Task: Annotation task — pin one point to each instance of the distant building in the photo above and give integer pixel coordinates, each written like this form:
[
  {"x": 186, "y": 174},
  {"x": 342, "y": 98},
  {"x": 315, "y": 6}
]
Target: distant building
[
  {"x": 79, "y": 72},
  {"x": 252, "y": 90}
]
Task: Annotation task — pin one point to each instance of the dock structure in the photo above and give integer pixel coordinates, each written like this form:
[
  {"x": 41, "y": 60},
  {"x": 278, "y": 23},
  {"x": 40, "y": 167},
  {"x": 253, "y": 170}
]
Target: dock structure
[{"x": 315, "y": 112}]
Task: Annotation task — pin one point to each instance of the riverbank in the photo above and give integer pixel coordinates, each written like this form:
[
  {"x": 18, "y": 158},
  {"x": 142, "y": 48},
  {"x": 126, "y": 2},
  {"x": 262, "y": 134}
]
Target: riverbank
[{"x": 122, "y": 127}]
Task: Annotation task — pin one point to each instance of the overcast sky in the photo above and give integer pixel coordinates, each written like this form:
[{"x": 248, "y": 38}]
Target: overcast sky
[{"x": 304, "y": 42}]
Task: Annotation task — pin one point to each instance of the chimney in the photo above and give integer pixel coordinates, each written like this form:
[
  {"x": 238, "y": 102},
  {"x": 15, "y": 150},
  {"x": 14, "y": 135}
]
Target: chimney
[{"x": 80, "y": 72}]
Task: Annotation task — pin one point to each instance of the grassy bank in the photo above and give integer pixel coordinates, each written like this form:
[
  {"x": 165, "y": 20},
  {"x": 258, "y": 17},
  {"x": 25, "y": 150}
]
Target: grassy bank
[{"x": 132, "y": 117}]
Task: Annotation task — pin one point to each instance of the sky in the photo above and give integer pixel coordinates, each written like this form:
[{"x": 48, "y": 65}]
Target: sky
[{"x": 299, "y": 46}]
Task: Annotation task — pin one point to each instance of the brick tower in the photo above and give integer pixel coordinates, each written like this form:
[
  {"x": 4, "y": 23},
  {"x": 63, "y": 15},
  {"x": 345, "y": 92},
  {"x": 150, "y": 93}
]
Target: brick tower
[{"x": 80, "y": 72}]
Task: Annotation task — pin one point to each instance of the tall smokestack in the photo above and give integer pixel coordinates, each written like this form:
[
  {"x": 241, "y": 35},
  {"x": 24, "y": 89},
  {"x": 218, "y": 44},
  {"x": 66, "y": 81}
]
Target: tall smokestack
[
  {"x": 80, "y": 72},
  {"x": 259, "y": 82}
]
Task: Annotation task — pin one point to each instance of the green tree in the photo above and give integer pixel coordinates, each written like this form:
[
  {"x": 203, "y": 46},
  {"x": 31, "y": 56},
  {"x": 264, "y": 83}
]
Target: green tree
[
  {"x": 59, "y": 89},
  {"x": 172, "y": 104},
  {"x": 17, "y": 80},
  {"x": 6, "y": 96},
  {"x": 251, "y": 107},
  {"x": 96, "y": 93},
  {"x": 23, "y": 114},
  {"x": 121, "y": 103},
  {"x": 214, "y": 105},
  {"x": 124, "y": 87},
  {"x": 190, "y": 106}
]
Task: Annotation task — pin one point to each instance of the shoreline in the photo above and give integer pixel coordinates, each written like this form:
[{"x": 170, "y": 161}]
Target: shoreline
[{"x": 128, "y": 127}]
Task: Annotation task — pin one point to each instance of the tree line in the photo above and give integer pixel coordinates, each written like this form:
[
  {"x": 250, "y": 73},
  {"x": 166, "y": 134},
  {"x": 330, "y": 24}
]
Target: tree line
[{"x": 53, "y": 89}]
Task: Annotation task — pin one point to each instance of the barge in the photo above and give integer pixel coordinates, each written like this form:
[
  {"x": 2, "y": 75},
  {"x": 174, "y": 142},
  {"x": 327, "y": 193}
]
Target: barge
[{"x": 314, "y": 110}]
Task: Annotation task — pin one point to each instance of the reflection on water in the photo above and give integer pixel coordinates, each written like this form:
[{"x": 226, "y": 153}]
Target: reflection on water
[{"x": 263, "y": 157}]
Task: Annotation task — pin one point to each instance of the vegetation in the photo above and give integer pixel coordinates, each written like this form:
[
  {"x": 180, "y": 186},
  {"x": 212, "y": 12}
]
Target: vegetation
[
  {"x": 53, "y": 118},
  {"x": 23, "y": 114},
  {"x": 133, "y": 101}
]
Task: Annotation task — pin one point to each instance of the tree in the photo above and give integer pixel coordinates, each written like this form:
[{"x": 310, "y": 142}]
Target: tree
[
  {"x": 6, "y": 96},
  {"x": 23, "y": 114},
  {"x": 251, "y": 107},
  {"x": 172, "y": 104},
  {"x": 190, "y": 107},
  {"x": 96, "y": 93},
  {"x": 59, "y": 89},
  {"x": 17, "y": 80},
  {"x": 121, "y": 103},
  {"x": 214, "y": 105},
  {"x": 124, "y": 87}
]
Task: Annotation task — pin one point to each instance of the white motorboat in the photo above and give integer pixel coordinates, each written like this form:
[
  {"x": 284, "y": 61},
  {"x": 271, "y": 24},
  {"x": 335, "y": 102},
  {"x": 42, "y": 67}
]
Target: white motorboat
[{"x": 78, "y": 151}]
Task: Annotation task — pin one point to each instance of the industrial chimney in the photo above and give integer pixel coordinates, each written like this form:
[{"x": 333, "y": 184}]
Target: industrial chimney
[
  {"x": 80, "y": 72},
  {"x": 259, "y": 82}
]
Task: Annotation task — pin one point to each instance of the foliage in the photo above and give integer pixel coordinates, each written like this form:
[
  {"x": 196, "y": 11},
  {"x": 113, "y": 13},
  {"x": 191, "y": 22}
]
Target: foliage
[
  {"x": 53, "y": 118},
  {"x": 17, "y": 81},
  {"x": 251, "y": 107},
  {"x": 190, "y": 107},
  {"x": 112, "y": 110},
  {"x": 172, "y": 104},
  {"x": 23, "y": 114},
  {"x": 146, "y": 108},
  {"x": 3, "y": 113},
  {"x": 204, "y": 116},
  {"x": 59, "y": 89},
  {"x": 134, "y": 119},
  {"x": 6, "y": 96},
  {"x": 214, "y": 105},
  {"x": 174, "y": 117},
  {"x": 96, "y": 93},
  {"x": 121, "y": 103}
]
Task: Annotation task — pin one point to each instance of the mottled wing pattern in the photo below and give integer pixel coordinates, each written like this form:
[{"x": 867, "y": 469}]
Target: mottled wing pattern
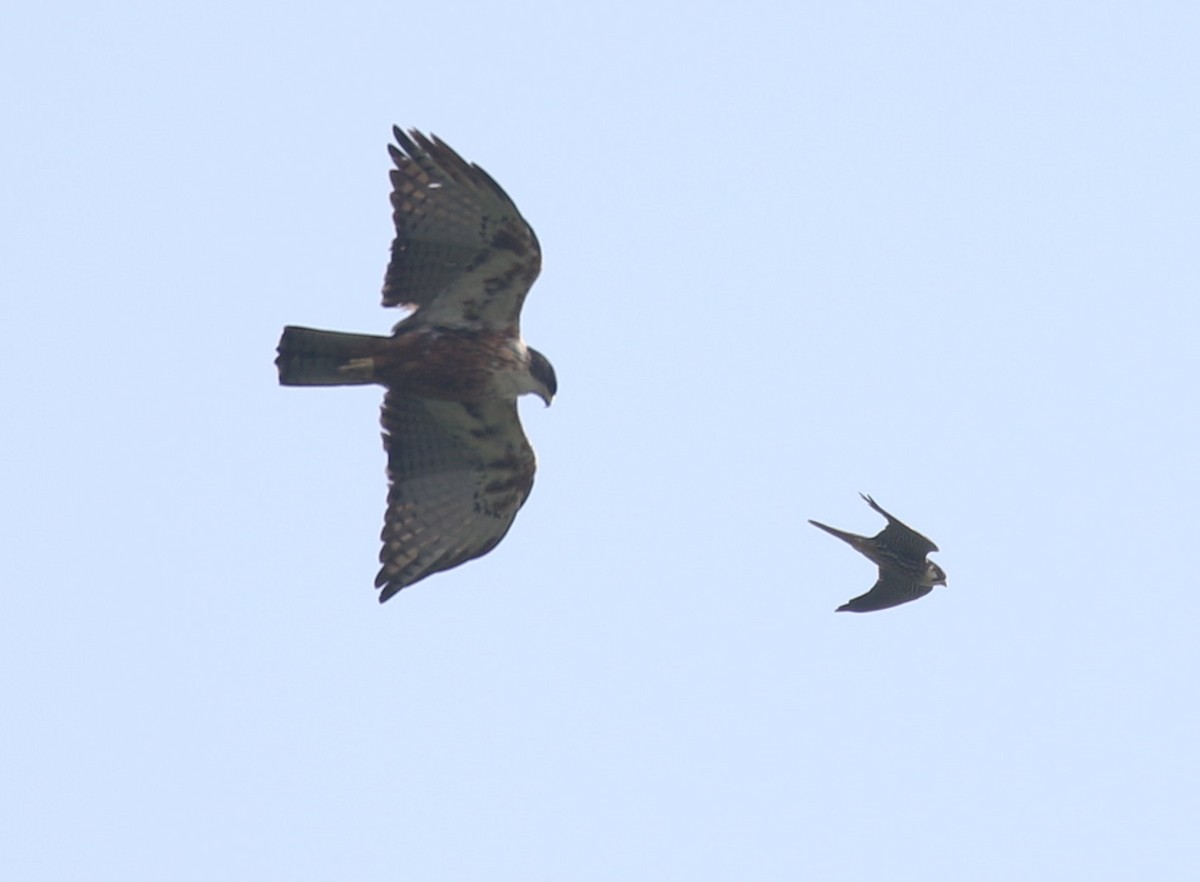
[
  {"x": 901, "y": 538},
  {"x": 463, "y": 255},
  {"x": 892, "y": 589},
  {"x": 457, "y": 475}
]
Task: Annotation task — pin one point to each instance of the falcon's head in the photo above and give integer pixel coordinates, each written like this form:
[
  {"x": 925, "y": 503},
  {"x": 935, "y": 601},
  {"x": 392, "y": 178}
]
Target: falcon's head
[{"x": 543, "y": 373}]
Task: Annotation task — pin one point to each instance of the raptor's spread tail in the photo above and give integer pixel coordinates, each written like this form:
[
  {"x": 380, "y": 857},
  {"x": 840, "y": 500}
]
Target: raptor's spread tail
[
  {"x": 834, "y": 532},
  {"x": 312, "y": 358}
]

──────────────────────────────

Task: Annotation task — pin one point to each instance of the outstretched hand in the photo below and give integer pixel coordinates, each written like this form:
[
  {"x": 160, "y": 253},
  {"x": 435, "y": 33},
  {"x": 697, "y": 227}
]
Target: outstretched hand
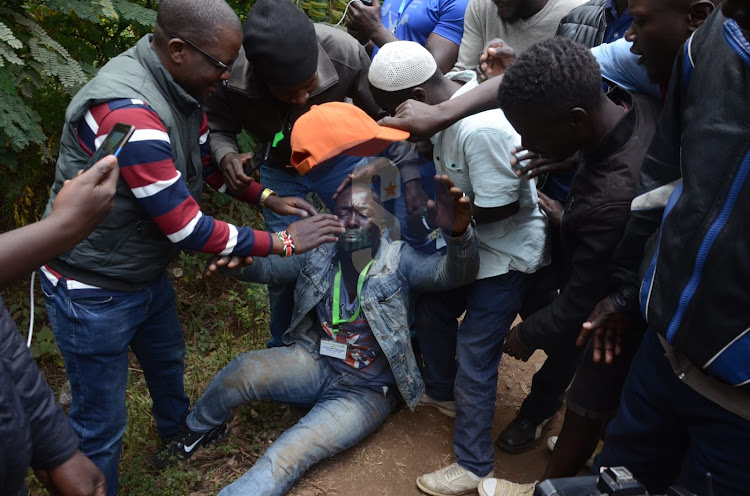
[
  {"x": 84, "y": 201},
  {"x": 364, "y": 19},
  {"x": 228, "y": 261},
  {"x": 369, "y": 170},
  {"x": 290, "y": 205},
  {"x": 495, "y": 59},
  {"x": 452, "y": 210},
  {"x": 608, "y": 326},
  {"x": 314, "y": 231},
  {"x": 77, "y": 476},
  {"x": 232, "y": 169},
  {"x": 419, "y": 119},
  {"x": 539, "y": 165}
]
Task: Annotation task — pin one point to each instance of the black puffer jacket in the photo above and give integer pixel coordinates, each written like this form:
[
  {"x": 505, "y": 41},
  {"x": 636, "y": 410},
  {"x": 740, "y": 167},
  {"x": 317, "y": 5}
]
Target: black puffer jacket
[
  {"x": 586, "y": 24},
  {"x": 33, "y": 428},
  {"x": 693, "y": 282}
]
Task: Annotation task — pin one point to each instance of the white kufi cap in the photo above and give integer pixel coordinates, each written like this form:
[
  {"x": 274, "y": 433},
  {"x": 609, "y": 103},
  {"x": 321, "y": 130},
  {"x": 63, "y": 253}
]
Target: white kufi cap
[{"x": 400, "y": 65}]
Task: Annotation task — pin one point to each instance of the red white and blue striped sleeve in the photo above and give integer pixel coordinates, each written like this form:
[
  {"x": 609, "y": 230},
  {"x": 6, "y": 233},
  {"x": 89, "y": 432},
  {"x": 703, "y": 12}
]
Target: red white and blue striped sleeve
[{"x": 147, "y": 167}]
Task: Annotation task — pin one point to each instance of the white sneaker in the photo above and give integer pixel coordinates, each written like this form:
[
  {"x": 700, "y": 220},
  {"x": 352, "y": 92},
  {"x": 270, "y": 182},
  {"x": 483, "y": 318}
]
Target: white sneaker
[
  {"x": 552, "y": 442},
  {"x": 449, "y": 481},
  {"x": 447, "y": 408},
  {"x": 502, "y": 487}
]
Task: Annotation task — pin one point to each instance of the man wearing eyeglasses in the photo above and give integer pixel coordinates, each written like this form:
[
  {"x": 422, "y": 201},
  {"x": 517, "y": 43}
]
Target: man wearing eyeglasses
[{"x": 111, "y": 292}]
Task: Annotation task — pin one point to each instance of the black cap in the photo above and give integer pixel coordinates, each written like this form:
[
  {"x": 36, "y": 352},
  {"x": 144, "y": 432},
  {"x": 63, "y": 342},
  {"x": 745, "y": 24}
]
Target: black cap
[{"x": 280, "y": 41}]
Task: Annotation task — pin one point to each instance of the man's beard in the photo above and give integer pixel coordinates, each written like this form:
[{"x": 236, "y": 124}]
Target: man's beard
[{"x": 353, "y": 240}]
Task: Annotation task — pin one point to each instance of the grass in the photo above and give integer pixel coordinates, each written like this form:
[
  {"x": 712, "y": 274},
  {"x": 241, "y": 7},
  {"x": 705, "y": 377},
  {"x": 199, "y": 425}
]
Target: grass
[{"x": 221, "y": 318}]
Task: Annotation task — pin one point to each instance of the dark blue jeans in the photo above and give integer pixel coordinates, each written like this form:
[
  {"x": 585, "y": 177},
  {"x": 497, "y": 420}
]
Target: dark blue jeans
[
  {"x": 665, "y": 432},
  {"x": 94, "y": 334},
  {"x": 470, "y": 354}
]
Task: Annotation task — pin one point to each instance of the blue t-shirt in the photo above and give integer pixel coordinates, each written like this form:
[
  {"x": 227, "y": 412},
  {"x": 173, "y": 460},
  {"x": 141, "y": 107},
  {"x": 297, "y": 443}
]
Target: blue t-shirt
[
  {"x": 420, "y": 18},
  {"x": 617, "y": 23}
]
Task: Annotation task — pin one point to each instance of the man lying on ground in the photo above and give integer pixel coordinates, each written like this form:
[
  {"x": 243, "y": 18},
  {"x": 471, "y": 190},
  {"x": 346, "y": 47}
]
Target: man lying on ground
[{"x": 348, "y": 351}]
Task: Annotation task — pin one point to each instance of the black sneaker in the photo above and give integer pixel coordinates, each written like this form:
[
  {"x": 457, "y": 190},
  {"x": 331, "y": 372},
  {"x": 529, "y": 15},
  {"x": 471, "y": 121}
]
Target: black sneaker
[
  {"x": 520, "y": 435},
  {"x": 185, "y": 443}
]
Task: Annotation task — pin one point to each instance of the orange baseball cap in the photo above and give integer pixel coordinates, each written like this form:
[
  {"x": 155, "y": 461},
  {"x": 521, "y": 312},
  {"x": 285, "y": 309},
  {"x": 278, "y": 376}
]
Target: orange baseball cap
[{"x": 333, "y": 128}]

──────────────────────────────

• _Instruction_: Find every line in the entries above that contains the string "shirt", and copy each of those lines out.

• _Completed exercise_:
Task: Annotation task — pin one point to each instance of the blue t-shirt in the photo above and give integer pixel coordinates, each written like this form:
Target: blue t-shirt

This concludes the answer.